> _Written exercise_
Extract every line of the entries below that contains the string "rolling", and treat case as significant.

Stored entries:
:::::

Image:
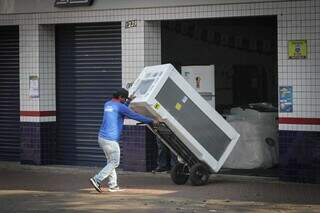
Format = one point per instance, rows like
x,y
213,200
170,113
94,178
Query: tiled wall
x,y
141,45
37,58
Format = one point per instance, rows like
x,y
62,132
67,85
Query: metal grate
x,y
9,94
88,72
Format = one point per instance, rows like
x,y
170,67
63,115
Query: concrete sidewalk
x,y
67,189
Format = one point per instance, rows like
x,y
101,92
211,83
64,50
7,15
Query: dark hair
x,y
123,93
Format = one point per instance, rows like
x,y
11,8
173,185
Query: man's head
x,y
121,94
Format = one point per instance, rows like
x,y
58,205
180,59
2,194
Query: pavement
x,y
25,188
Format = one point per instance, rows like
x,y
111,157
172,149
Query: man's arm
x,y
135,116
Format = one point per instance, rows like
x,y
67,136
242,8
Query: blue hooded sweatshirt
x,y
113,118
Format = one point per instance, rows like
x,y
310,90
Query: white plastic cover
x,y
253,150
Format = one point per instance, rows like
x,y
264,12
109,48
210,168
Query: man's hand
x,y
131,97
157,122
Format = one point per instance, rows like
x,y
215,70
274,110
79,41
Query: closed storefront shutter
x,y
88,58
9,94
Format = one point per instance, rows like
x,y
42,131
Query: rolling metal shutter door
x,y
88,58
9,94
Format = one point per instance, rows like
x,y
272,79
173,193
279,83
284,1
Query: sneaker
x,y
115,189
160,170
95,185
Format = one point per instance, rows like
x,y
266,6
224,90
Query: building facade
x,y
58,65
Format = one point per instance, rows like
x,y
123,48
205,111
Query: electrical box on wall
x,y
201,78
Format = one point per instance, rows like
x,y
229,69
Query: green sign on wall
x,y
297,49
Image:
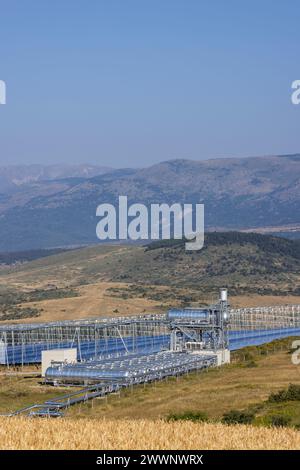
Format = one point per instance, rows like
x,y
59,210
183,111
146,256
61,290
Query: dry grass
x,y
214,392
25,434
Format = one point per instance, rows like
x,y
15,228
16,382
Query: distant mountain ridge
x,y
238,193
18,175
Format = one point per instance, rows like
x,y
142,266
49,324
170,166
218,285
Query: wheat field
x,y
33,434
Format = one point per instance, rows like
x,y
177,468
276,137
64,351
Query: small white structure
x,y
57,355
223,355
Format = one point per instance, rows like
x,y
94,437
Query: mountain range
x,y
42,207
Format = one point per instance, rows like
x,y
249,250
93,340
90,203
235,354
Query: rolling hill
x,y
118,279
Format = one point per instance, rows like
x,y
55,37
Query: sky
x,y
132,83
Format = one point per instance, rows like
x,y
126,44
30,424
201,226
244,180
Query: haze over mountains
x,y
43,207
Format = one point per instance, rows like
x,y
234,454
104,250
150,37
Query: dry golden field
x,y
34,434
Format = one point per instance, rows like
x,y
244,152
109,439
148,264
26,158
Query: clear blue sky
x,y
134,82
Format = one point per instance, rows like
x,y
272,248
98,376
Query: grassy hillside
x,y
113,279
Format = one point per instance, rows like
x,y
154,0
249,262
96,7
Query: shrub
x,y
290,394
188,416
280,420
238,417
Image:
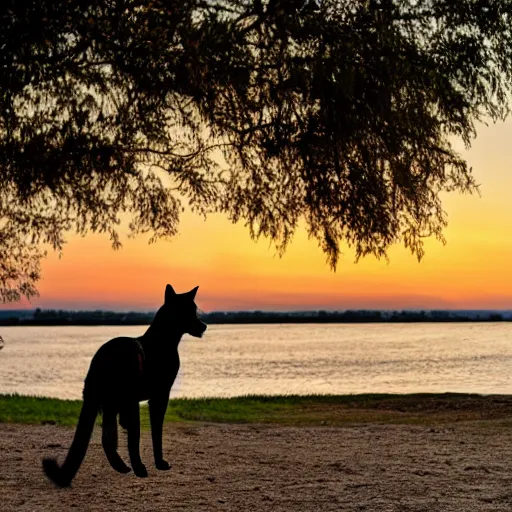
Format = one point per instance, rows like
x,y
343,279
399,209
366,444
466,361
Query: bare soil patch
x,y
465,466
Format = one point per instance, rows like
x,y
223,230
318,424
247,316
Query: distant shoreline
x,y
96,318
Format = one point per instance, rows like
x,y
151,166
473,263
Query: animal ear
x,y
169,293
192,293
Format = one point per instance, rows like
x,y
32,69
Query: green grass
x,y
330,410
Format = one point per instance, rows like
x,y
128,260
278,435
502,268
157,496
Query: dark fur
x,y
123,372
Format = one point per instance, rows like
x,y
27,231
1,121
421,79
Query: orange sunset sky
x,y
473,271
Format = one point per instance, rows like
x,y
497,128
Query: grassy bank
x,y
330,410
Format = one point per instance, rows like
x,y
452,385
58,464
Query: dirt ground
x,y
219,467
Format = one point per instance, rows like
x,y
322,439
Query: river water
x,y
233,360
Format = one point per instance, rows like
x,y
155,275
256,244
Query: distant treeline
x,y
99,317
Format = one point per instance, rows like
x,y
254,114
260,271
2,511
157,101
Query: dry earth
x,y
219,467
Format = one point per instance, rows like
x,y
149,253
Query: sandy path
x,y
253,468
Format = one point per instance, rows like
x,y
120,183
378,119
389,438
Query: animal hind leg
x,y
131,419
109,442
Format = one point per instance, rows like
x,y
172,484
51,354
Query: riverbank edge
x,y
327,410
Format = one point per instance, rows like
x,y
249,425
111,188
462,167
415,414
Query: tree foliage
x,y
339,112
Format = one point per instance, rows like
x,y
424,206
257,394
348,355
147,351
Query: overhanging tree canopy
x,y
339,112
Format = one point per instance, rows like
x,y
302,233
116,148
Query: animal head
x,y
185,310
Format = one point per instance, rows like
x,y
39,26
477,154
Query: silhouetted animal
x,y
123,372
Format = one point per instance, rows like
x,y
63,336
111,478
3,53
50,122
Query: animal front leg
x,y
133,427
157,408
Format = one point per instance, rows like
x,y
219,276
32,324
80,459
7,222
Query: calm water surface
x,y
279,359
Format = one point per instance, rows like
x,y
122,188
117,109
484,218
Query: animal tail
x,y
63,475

:::::

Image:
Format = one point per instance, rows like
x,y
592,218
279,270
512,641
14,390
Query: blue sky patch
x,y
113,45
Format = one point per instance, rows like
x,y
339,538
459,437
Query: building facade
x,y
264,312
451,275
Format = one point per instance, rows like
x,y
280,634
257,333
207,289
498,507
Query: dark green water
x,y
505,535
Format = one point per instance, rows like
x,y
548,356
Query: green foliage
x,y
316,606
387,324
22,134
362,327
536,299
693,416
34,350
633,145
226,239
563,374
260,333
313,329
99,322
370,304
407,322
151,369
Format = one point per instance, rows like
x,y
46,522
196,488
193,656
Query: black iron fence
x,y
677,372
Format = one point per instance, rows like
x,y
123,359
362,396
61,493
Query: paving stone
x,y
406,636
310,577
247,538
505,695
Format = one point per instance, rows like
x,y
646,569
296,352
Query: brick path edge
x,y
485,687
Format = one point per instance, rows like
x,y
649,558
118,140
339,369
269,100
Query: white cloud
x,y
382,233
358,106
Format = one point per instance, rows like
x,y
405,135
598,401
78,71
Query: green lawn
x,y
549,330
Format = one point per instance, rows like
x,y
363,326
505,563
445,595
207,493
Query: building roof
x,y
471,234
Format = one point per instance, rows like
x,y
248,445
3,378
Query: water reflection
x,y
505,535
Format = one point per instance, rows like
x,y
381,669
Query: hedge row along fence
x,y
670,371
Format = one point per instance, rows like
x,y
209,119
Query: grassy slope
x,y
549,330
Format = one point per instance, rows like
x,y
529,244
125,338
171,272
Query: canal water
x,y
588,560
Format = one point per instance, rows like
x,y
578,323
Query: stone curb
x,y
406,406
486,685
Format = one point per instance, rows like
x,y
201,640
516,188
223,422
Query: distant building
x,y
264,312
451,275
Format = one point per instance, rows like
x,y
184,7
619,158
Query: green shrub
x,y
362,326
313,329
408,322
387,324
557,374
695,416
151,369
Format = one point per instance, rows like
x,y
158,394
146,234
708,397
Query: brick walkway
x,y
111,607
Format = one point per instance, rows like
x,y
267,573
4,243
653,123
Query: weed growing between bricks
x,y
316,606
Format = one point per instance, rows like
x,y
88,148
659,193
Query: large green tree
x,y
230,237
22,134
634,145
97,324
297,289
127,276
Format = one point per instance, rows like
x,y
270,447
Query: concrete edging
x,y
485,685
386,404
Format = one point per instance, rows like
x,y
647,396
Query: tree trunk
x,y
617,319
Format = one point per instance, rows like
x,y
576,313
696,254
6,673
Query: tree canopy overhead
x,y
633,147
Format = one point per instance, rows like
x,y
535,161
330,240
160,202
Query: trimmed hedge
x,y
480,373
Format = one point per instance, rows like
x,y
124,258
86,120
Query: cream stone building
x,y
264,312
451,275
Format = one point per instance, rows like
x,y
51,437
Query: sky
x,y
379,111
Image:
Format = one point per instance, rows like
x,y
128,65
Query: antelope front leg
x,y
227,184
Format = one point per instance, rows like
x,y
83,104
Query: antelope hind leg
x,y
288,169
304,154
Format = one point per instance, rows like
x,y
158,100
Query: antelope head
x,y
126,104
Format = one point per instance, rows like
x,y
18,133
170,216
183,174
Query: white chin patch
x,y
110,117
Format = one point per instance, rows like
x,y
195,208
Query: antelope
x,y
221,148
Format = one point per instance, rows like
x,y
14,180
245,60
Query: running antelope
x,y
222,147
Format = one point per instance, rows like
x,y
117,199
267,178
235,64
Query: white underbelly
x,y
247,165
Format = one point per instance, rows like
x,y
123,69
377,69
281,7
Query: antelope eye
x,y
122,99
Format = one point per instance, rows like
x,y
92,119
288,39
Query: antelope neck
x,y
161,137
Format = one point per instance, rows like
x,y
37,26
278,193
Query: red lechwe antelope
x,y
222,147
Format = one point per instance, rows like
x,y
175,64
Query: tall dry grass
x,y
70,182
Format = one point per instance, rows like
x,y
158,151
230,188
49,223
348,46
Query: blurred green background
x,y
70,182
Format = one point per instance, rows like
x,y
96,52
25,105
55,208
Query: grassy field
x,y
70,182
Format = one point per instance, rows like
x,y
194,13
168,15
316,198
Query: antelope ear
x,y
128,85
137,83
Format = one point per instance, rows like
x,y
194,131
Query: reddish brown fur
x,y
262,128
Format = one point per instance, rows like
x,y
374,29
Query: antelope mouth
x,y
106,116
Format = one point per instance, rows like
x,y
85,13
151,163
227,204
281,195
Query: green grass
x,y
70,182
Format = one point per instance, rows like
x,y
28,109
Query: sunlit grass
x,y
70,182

:::::

> _Result_
Query: rolling metal shutter door
Query: rolling hill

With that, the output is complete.